------ Material provided ------

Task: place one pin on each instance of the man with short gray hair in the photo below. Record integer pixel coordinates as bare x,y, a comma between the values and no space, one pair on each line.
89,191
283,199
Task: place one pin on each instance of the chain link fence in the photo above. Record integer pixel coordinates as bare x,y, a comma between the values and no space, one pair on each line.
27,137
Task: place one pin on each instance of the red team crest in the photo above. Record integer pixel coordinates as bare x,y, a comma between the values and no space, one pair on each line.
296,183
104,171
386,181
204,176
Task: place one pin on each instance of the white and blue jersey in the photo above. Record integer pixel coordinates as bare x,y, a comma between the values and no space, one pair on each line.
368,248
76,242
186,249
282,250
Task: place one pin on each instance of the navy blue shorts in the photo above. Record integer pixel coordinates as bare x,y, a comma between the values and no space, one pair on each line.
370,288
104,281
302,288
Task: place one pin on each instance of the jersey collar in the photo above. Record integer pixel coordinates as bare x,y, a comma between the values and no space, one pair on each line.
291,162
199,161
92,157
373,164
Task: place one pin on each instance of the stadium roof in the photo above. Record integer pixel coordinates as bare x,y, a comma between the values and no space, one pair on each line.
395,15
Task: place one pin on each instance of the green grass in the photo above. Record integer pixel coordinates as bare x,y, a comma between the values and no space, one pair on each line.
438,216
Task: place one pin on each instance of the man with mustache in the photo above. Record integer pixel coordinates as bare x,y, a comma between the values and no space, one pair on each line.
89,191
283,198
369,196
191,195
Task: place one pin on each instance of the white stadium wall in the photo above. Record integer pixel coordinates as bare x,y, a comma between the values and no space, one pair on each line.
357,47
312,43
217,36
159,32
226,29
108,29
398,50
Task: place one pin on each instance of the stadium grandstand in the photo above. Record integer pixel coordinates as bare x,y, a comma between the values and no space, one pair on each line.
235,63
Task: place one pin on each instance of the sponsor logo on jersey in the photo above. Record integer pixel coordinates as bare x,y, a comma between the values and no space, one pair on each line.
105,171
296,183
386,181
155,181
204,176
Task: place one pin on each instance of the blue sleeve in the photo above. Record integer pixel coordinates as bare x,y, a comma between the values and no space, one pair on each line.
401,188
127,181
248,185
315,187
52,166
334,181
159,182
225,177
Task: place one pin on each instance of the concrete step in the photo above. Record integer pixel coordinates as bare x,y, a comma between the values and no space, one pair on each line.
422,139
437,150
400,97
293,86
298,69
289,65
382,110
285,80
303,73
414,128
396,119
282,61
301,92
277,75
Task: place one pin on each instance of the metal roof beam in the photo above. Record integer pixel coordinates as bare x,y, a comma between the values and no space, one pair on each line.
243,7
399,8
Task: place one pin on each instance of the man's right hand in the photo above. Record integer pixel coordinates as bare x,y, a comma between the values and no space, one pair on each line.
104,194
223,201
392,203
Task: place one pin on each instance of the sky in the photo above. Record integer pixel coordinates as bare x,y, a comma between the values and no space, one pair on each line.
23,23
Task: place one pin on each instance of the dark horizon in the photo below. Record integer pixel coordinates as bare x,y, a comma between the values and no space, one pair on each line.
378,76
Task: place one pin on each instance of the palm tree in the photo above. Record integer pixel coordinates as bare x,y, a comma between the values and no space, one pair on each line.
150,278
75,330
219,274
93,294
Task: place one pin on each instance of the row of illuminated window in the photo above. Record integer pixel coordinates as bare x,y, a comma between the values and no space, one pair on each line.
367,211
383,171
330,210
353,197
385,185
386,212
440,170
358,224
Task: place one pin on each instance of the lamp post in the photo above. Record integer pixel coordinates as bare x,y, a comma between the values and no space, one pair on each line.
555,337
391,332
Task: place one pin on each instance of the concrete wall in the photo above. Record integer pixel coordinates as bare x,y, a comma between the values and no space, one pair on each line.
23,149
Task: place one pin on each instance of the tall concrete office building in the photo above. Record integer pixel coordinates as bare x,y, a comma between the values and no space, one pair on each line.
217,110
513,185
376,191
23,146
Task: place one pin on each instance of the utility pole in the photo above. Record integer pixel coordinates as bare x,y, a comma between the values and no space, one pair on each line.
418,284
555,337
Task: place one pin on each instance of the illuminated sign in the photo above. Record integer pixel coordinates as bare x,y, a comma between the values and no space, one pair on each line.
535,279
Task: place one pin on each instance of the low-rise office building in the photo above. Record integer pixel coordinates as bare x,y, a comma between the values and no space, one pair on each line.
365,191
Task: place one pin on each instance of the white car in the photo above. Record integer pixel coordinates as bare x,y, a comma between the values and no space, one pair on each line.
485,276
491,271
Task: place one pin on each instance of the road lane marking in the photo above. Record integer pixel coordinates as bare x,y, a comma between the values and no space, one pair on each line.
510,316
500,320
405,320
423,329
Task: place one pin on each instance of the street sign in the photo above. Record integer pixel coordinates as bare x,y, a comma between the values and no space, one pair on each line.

------

### Work to be completed
Give the listing again, word for word.

### The completed task
Task: place one pin on each instance of the man with short gray hair in the photo below. Record integer pixel coordinates as bare x,y, a comma between the values and no space, one pair on each line.
89,191
283,199
Task: place one pin on each instance of the chain link fence in the photo above. Record integer pixel coordinates as bare x,y, a comma between the values and no space, one pair on each line.
27,137
Task: place one pin on each instance of the red team crest in the photo above. Record integer pixel coordinates as bare x,y, a comma between the values and no space, one pair on each line.
296,183
104,171
386,181
204,176
Task: place one pin on each instance of the white and blue jersey in the photo above. Record integer pixel coordinates as bare x,y, a comma between the values and no space, one pair on each line.
368,248
76,242
186,249
282,250
Task: place one pin on each instance of the navy blue shorts in the photo above. Record integer pixel coordinates as bare x,y, a comma between the values and no space, one pair on each line.
370,288
104,281
302,288
Task: place one pin on each instance of the jersey collar in the photo above. Record integer pixel coordinates as bare x,y, a comma between the values and no space, one pair on each line.
291,162
199,161
92,157
373,164
Task: place one pin on each instance of the stadium roof in the photo above. Record integer pixel coordinates as bare x,y, a comma between the values and no space, one pair on each line.
395,15
Task: place one pin on each instance of the green grass in the photo above. Record integer pixel coordinates as bare x,y, a comma between the values and no space, one pair on each line.
438,216
Task: place one pin on each instance of the man with mustache in the photo above. Record integer pixel coordinates as bare x,y, a comma between the values and no space, one pair on each line.
89,191
283,198
369,196
191,195
Task: place one pin on each instance of the white stadium wall in the photo above. Record integer pixel coordinates as bare x,y, a comma between the values and no space, one pair on each line.
357,47
312,43
217,36
159,32
226,29
108,29
398,50
Task: place one pin on each instance of the stadium grandstand in the photo above. Record integer pixel coordinates as bare x,y, a comma between the values and no space, one pair on each line.
235,63
Task: place one pin on each instance of the sponsor logo on jersey in the photo above. Record integer pixel coordinates as bare x,y, a comma between the values and no space, one pair on each line.
105,171
296,183
386,181
155,181
204,176
Task: place one pin on each instance of the blue sleeve in the photo above. Record integer pixel coordinates as bare x,y, a comma between the values and no space, one pair on each line.
401,188
127,181
248,185
315,187
52,166
334,181
159,182
225,177
Task: place one pin on each instance of the concrete step in the photo above. Record integer pixel coordinates as bare x,y, a comma between the values and no space, one pair on each line.
422,139
437,150
400,97
293,86
298,69
289,65
382,110
285,80
303,73
414,128
396,119
282,61
301,92
277,75
Task: place one pin on each instance of the metal roof beam in the photo above. Record integer pixel coordinates as bare x,y, a comma between the values and no space, one pair on each line.
243,7
399,8
Task: place one pin on each instance of the man's right hand in the photo above. Record integer pixel coordinates as bare x,y, a comma between the values and no space, one pair on each line.
104,194
223,201
392,203
Task: place one pin on each instance of the sky in the photo above. Record integer pixel coordinates as bare x,y, a comma between the values and no space, one pair on each line.
23,23
Task: place one pin on each instance of the dark horizon in the photo below. Record integer pixel coordinates as bare x,y, a comma between the values and no space, one pair on each line.
378,76
Task: place one pin on each instance of the palm tree in the photo above. Record integer pixel coordinates as bare x,y, a comma between the values and no space, one pair on each line.
150,278
75,330
219,274
93,294
Task: place one pin on each instance of the row of illuminated window in the photo above. Record integer pixel coordinates as bare x,y, a comma between the values and no space, one pair on each line.
367,211
383,171
330,210
353,197
385,185
386,212
440,170
358,224
Task: place one pin on each instance of the lamp post in the photo above. Record integer pixel coordinates as bare x,y, a comma between the values and no space, one pair on each line.
555,337
391,332
Task: place one pin on each instance of the concrete wall in the photo above. Record integer pixel coordinates as bare x,y, a comma between the values and no space, one pair on each line.
23,149
Task: place one pin on each instance of the tall concrete office building in the photo above. Record integer pixel coordinates as bare x,y, a comma between the values and no space, one pair on each line.
217,110
513,185
376,191
23,146
Task: place one pin on each instance of the utility pole in the photo above. Record integer pixel coordinates as bare x,y, a comma between the values and no space, one pair on each line.
418,284
555,337
Task: place one pin on each instance of the illuminated sign in the photo above. Record integer pixel coordinates as bare x,y, a comma between the values and no space, one pair on each line.
535,279
Task: place one pin on each instance of the low-rise office building in the photo above. Record integer pixel coordinates as bare x,y, a comma between the values and no space, one pair on each line.
365,191
Task: place one pin on each instance of the white car in the photo above. Record integer pixel coordinates as bare x,y, a comma between the values and no space, one pair on each line.
485,276
491,271
Task: place one pin on each instance of the road lane marking in the photo above. Record integer pixel coordinates as bare x,y, a comma between the values and no space, one pair on each line.
510,316
500,320
405,320
423,329
Task: place one pin on each instance of the street sign in the photo above. Record integer pixel coordinates as bare x,y, a comma between the values and no space, one pair on each line.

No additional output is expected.